RKUHP Disahkan di Tengah Keberatan Berbagai Elemen Masyarakat
Pengesahan RKUHP di Rapat Paripurna DPR diwarnai ”walk out” oleh Fraksi Partai Keadilan Sejahtera, serta catatan dari Fraksi Partai Demokrat. Sejumlah elemen masyarakat juga menolak pengesahan RKUHP ini.
Oleh
REBIYYAH SALASAH
·5 menit baca
KOMPAS/HENDRA A SETYAWAN
Suasana Rapat Paripurna DPR dengan agenda pengambilan keputusan tentang Rancangan Kitab Undang-undang Hukum Pidana (RKUHP) di Kompleks Parlemen, Senayan, Jakarta, Selasa (5/12022). DPR mengesahkan RKUHP menjadi Undang-undang KUHP secara aklamasi. RKUHP diputuskan dibawa ke rapat paripurna setelah pada 24 November lalu Komisi III DPR menyetujui pengesahan RKUHP di tingkat I.
JAKARTA, KOMPAS — Dewan Perwakilan Rakyat menyetujui pengesahan Rancangan Kitab Undang-undang Hukum Pidana menjadi undang-undang kendati sejumlah pihak masih menyuarakan keberatan. Kehadiran UU ini diharapkan dapat mereformasi hukum pidana nasional agar sesuai dengan perkembangan zaman.

▶ [Daftar Tugas]:
**1.** Tulis ulang bagian berita pengesahan RKUHP mulai dari "RKUHP Disahkan di" dan terus sampai "di tingkat I.", dengan mengganti "RKUHP" menjadi "RUU KUHP".
**2.** Jawab pertanyaan berikut berdasarkan berita pengesahan RKUHP.
(a) Fraksi apa yang melakukan walk out dalam pengesahan RKUHP?
(b) Pada tanggal berapa Komisi III DPR menyetujui pengesahan RKUHP di tingkat I?
(c) Dengan cara apa DPR mengesahkan RKUHP menjadi Undang-undang KUHP?
**3.** Tentukan apakah setiap pernyataan berikut sesuai dengan berita pengesahan RKUHP.
(a) Fraksi Partai Demokrat melakukan walk out saat pengesahan RKUHP.
(b) Rapat Paripurna DPR itu berlangsung di Kompleks Parlemen, Senayan, Jakarta.
(c) Kehadiran UU ini diharapkan dapat mereformasi hukum pidana nasional.

▶ [Kumpulan Data]:
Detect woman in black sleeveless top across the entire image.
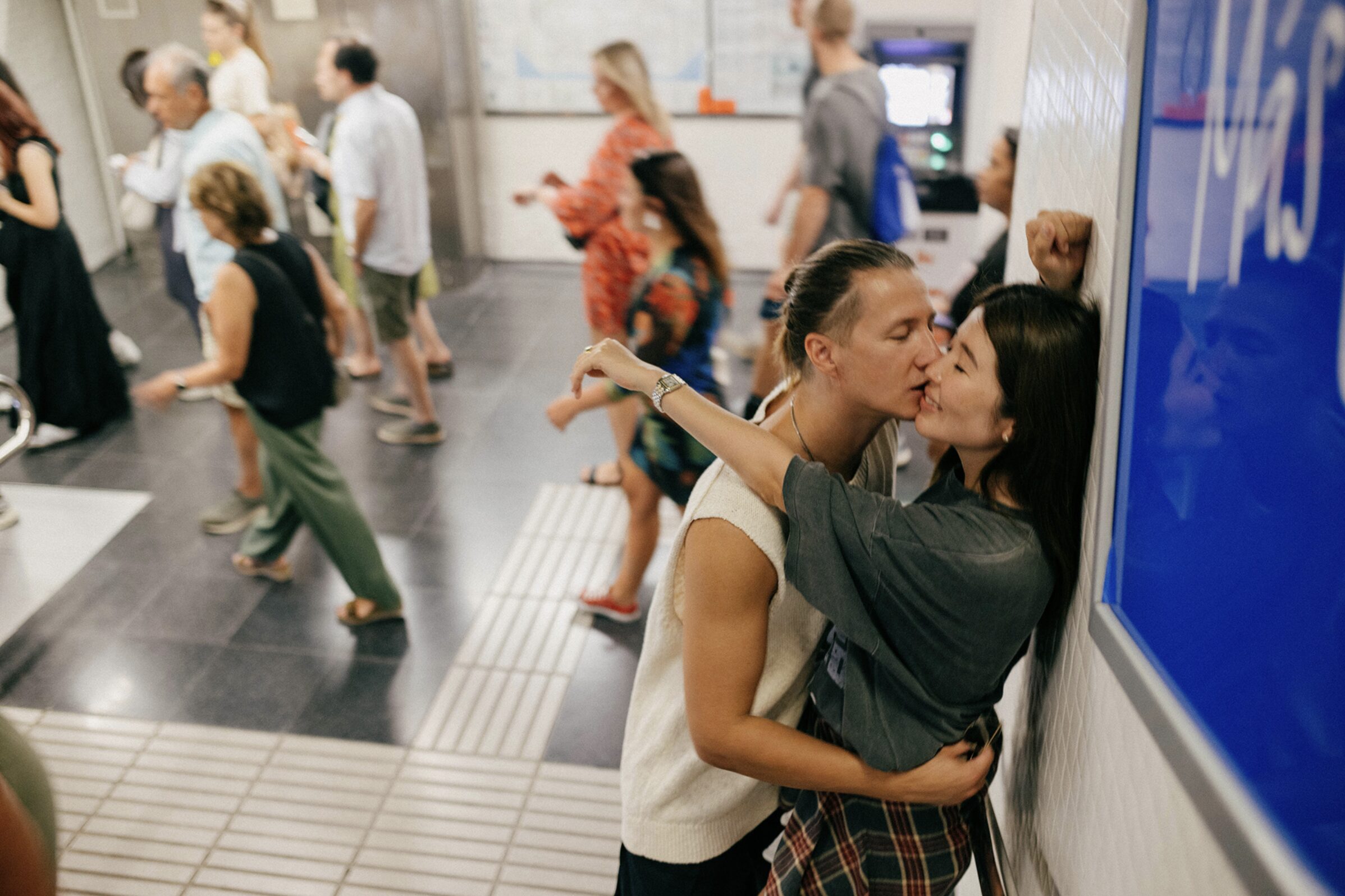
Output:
[135,162,402,625]
[0,82,129,448]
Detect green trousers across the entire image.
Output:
[239,406,402,610]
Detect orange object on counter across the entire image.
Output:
[697,86,738,116]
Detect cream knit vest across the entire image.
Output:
[621,414,897,863]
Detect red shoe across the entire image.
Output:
[580,591,640,623]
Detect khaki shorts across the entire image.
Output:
[360,268,420,342]
[196,305,248,409]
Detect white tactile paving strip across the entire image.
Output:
[3,709,620,896]
[0,484,676,896]
[413,483,676,759]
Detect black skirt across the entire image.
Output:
[616,812,780,896]
[0,215,129,432]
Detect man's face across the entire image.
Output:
[145,66,208,130]
[313,40,350,102]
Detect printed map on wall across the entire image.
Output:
[476,0,709,113]
[476,0,808,116]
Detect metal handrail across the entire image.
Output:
[0,374,36,464]
[971,790,1018,896]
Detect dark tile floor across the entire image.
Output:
[0,234,928,766]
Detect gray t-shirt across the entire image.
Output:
[802,63,887,249]
[784,458,1054,771]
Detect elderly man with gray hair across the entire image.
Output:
[144,43,289,536]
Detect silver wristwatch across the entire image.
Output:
[649,374,686,413]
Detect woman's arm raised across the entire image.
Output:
[570,339,794,510]
[682,519,992,804]
[130,262,257,410]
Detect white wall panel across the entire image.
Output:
[999,0,1247,896]
[0,0,122,269]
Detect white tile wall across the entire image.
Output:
[0,0,121,268]
[999,0,1247,896]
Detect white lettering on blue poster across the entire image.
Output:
[1108,0,1345,892]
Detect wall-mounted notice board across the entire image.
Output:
[1103,0,1345,892]
[476,0,808,116]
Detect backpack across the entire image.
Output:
[839,77,920,242]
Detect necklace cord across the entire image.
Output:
[789,397,816,460]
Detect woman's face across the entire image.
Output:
[831,268,939,420]
[616,168,651,234]
[976,137,1015,214]
[200,12,244,55]
[916,308,1013,452]
[593,63,631,116]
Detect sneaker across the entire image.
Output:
[369,394,415,417]
[200,490,266,536]
[580,592,640,623]
[378,420,444,445]
[108,330,144,367]
[231,554,295,584]
[28,424,79,451]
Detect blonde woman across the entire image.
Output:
[514,40,672,486]
[200,0,272,120]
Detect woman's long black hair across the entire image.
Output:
[935,284,1101,634]
[631,150,729,284]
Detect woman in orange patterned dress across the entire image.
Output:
[514,40,672,486]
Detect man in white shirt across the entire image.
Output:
[144,44,289,536]
[316,40,444,445]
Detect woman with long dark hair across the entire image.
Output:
[617,241,991,896]
[547,152,729,621]
[573,214,1100,895]
[0,82,128,448]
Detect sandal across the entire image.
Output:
[336,597,402,628]
[340,358,383,380]
[233,554,295,583]
[580,460,621,486]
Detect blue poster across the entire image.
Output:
[1110,0,1345,892]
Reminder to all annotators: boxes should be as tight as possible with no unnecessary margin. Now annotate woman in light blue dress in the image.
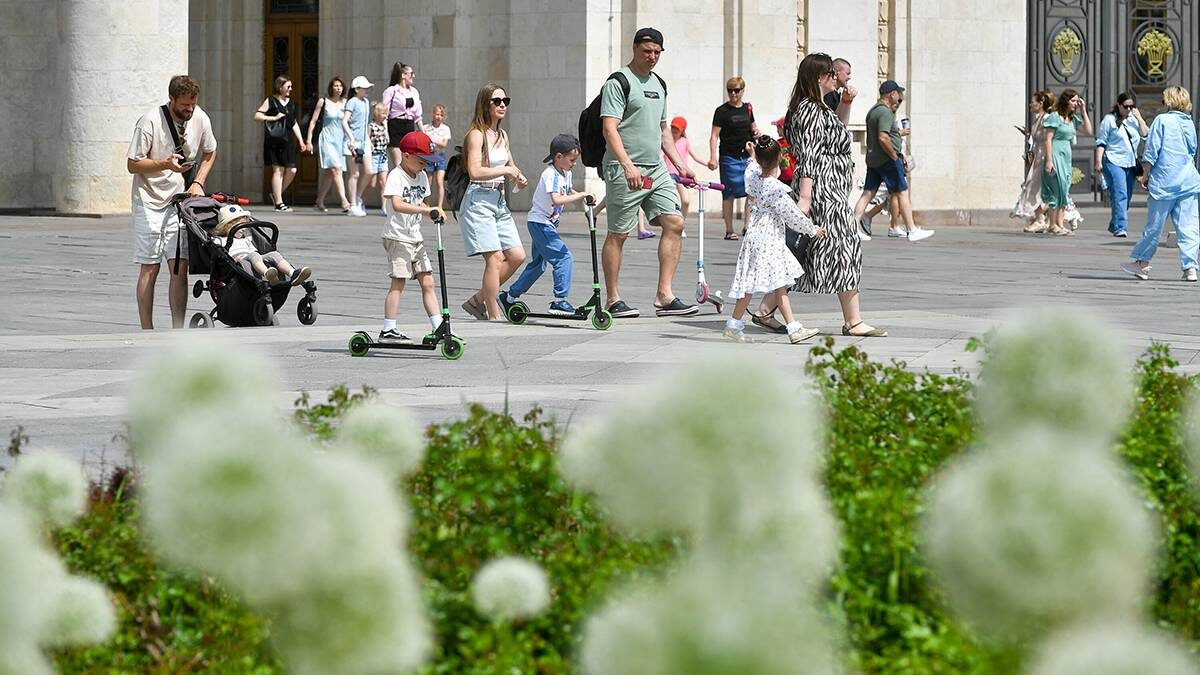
[308,77,355,214]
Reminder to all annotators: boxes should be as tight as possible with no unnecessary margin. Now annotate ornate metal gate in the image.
[1026,0,1200,199]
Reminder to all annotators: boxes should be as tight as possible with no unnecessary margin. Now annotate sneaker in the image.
[654,298,700,316]
[496,285,517,316]
[858,214,871,237]
[550,300,577,316]
[608,300,642,318]
[1121,262,1150,281]
[721,327,754,342]
[379,328,413,345]
[288,267,312,286]
[787,325,821,345]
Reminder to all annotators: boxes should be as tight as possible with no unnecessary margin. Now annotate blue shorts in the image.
[719,155,750,199]
[425,153,446,173]
[863,157,908,195]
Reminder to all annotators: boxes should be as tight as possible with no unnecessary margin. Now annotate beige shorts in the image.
[383,239,433,279]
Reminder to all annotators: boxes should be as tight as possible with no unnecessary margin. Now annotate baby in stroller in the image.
[212,204,312,286]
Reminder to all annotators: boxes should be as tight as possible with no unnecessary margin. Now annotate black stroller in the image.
[174,192,317,328]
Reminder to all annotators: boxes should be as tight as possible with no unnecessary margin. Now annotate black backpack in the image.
[580,71,667,168]
[442,145,470,212]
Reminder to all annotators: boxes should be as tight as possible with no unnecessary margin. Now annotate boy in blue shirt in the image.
[499,133,588,316]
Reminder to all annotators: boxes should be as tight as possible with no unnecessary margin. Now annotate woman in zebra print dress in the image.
[784,54,887,338]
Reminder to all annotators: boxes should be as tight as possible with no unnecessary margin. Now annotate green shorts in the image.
[604,162,682,234]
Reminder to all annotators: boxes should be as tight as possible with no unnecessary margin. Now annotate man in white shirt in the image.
[125,74,217,330]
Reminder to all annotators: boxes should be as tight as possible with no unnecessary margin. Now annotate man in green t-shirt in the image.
[854,79,934,241]
[600,28,700,318]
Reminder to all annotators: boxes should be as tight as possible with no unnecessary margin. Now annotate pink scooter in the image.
[673,175,725,313]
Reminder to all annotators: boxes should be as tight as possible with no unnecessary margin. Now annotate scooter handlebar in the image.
[674,175,725,191]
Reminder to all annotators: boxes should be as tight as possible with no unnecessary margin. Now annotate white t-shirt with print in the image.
[529,165,571,227]
[383,167,430,244]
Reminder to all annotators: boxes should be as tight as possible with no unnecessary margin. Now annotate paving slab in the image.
[0,201,1200,470]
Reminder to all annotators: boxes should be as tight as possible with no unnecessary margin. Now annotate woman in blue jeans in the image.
[1121,86,1200,281]
[1096,91,1150,237]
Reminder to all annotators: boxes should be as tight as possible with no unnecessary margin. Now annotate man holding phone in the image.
[125,74,217,330]
[600,28,700,318]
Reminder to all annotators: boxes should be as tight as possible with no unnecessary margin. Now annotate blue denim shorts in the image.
[458,184,521,256]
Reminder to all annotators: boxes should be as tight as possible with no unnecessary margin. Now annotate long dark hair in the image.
[388,61,408,86]
[787,52,833,114]
[1109,91,1138,119]
[1054,89,1079,120]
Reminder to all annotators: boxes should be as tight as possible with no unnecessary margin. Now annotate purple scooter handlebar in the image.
[672,175,725,191]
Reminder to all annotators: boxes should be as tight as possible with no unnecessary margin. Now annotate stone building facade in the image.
[0,0,1027,222]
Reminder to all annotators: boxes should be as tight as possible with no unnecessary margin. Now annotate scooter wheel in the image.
[442,335,466,360]
[349,331,371,357]
[592,310,612,330]
[505,301,529,325]
[296,295,317,325]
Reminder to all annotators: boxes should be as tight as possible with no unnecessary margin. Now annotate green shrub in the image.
[407,405,679,674]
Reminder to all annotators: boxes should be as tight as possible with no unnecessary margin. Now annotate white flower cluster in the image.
[0,454,116,675]
[470,556,550,621]
[131,342,432,674]
[563,360,838,675]
[923,311,1174,662]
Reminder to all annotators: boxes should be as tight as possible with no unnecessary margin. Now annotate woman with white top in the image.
[308,77,355,214]
[458,83,528,321]
[1096,91,1150,238]
[383,61,421,167]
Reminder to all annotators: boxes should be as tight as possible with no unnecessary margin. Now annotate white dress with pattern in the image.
[728,160,816,300]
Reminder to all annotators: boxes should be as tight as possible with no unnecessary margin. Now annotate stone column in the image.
[53,0,188,214]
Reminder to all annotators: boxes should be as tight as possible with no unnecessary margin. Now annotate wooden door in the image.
[263,2,324,204]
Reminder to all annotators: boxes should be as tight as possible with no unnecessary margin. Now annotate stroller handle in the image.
[672,175,725,191]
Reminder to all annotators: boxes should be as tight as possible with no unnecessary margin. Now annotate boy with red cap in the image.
[379,131,442,342]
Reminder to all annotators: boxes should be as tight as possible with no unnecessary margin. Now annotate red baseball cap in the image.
[400,131,434,161]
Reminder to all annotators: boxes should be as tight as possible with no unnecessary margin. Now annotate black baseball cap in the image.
[541,133,580,165]
[634,28,666,50]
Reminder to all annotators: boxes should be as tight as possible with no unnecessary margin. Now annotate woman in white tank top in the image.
[458,84,528,321]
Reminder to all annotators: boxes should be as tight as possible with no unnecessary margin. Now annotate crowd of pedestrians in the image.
[128,28,1200,342]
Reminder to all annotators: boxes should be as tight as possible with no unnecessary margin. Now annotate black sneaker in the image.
[654,298,700,316]
[379,328,412,345]
[608,300,642,318]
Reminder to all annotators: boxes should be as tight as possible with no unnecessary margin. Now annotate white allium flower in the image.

▶ [Pembahasan Jawaban]:
**1.**
RUU KUHP Disahkan di Tengah Keberatan Berbagai Elemen Masyarakat
Pengesahan RUU KUHP di Rapat Paripurna DPR diwarnai ”walk out” oleh Fraksi Partai Keadilan Sejahtera, serta catatan dari Fraksi Partai Demokrat. Sejumlah elemen masyarakat juga menolak pengesahan RUU KUHP ini.
Oleh
REBIYYAH SALASAH
·5 menit baca
KOMPAS/HENDRA A SETYAWAN
Suasana Rapat Paripurna DPR dengan agenda pengambilan keputusan tentang Rancangan Kitab Undang-undang Hukum Pidana (RUU KUHP) di Kompleks Parlemen, Senayan, Jakarta, Selasa (5/12022). DPR mengesahkan RUU KUHP menjadi Undang-undang KUHP secara aklamasi. RUU KUHP diputuskan dibawa ke rapat paripurna setelah pada 24 November lalu Komisi III DPR menyetujui pengesahan RUU KUHP di tingkat I.

**2.**
(a) Fraksi Partai Keadilan Sejahtera.
(b) Tanggal 24 November.
(c) Secara aklamasi.

**3.**
(a) Tidak. "”walk out” oleh Fraksi Partai Keadilan Sejahtera, serta catatan dari Fraksi Partai Demokrat"
(b) Ya. "di Kompleks Parlemen, Senayan, Jakarta"
(c) Ya. "Kehadiran UU ini diharapkan dapat mereformasi hukum pidana nasional agar sesuai dengan perkembangan zaman"